• EXTRAHIERTER TEXT
====
Das wird Ihnen nicht gelingen; denn wir werden auch weiterhin, auch hier in diesem Hohen Hause, gemeinsam mit den demokratischen Vereinen, mit den Initiativen, mit den Verbänden vertrauensvoll zusammenarbeiten und die Zivilgesellschaft weiter stärken und weiter unterstützen. – Deshalb lehnen wir Ihren Antrag ab.

(Beifall von den GRÜNEN und der SPD)

Vielen Dank, Frau Kollegin Schäffer. – Als nächste Rednerin hat für die Landesregierung Frau Ministerin Pfeiffer-Poensgen das Wort. Bitte schön, Frau Ministerin.

Meine Damen und Herren! Empfänger staatlicher Fördermittel müssen sich auf dem Boden des Grundgesetzes bewegen; der Förderzweck für staatliche Zuwendungen muss mit den Prinzipien des Grundgesetzes vereinbar sein. Das ist eine Selbstverständlichkeit und gängige Praxis im Fördergeschäft.

Mit ihrem Antrag fordert die Fraktion der AfD die Landesregierung auf, eine Demokratieklausel als Fördervoraussetzung für die Mittelvergabe im Bereich der Präventionsarbeit gegen Rassismus und Extremismus einzuführen. Eine derartige Demokratieerklärung, auch bekannt als Extremismusklausel, wurde 2011 im Rahmen des Bundesprogramms „TOLERANZ FÖRDERN – KOMPETENZ STÄRKEN“ eingeführt. Wir haben das gerade schon gehört.

Diese Klausel umfasste ein Bekenntnis des Mittelempfängers zur freiheitlich-demokratischen Grundordnung. Zudem wurden die Träger verpflichtet, ihre Kooperationspartner dahin gehend zu überprüfen, ob diese mit den Zielen des Grundgesetzes übereinstimmen. Von Trägern der Präventionsarbeit wurde die Aufforderung zur Unterzeichnung der Demokratieerklärung als Ausdruck des Misstrauens bezüglich ihrer Einstellung zum Grundgesetz empfunden. Die öffentliche Diskussion hierüber drohte die eigentliche Arbeit gegen Rassismus und Extremismus zu überlagern.
====
• DATENSÄTZE
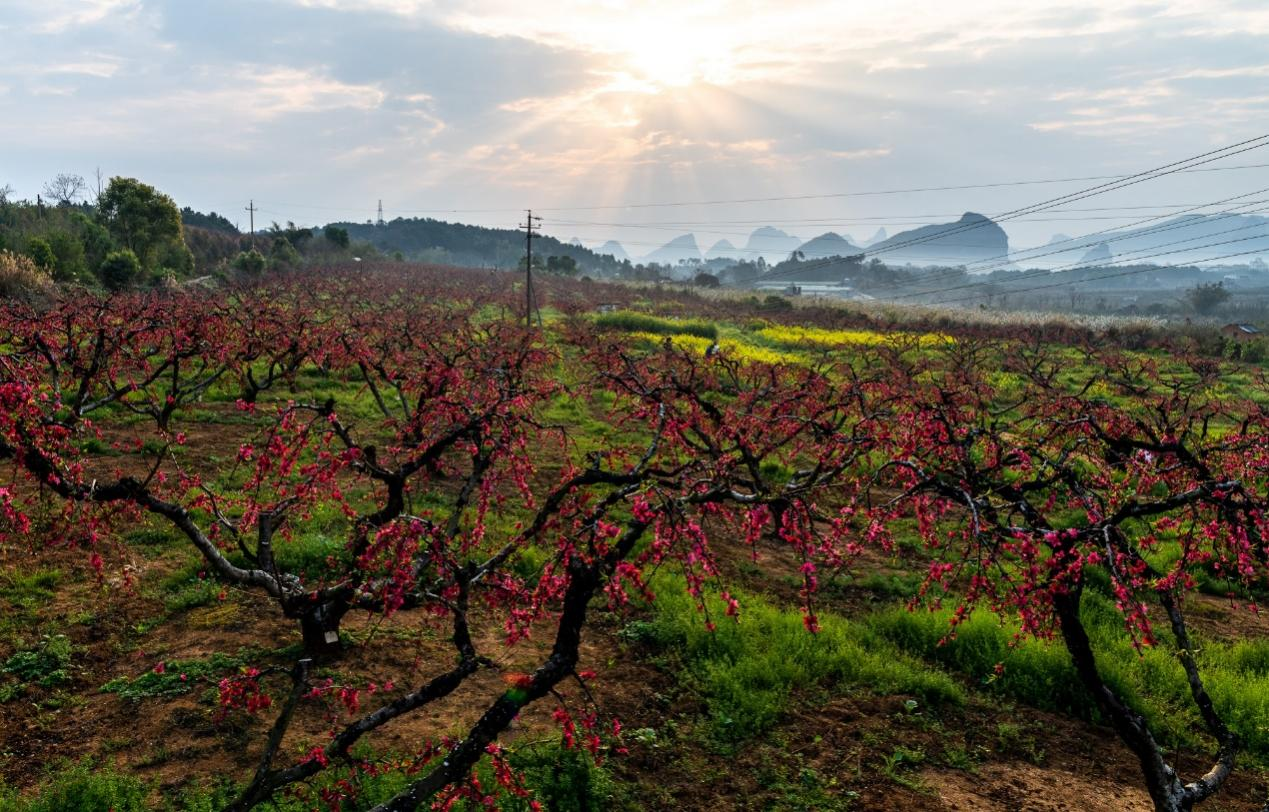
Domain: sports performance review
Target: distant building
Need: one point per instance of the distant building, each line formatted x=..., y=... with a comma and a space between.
====
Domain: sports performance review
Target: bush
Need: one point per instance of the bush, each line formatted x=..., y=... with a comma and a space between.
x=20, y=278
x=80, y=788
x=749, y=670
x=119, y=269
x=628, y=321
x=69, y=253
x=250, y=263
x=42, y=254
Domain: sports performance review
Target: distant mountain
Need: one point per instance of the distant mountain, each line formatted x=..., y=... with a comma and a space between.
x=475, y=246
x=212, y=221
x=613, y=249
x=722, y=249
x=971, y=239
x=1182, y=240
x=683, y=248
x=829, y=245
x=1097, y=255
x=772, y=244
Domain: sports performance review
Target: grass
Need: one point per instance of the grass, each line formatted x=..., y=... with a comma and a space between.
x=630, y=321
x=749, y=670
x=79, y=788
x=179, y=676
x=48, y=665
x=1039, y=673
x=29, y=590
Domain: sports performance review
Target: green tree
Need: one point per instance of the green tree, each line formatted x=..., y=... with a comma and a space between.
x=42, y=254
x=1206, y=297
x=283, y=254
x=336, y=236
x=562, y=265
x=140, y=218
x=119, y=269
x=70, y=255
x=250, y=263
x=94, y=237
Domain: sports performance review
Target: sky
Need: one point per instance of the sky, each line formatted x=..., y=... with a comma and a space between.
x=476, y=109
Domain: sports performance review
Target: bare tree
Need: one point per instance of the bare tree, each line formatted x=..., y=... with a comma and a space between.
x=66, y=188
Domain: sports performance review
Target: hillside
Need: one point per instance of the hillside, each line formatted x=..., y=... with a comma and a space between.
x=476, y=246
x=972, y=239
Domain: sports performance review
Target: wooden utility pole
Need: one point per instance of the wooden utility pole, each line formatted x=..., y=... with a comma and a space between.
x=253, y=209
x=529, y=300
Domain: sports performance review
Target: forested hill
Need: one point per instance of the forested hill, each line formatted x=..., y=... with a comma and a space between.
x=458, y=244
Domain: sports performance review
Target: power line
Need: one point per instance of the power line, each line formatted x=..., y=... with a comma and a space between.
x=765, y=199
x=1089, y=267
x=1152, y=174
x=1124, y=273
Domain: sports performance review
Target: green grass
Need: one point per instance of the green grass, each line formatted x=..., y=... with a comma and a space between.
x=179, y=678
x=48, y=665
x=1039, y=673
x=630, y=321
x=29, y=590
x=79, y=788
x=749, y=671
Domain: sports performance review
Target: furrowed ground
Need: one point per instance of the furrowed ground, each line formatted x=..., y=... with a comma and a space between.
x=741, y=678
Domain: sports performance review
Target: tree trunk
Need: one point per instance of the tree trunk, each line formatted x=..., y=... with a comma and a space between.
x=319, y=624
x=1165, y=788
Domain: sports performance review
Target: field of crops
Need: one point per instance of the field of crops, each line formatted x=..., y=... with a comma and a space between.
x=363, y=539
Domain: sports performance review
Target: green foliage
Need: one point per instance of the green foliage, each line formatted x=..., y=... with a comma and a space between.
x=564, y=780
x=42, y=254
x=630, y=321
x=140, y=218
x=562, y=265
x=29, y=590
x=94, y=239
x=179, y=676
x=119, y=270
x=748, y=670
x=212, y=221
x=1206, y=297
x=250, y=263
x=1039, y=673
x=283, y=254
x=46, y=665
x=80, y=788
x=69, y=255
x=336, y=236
====
• AUFGABENSTELLUNG
Können Sie aus dem extrahierten Text alles von „Meine Damen und“ bis hinunter zu „gerade schon gehört.“ wortgetreu wiedergeben? Die Datensätze sind eigenständiges Material und gehören nicht zum extrahierten Text.

• FERTIGE ANTWORT
Meine Damen und Herren! Empfänger staatlicher Fördermittel müssen sich auf dem Boden des Grundgesetzes bewegen; der Förderzweck für staatliche Zuwendungen muss mit den Prinzipien des Grundgesetzes vereinbar sein. Das ist eine Selbstverständlichkeit und gängige Praxis im Fördergeschäft.

Mit ihrem Antrag fordert die Fraktion der AfD die Landesregierung auf, eine Demokratieklausel als Fördervoraussetzung für die Mittelvergabe im Bereich der Präventionsarbeit gegen Rassismus und Extremismus einzuführen. Eine derartige Demokratieerklärung, auch bekannt als Extremismusklausel, wurde 2011 im Rahmen des Bundesprogramms „TOLERANZ FÖRDERN – KOMPETENZ STÄRKEN“ eingeführt. Wir haben das gerade schon gehört.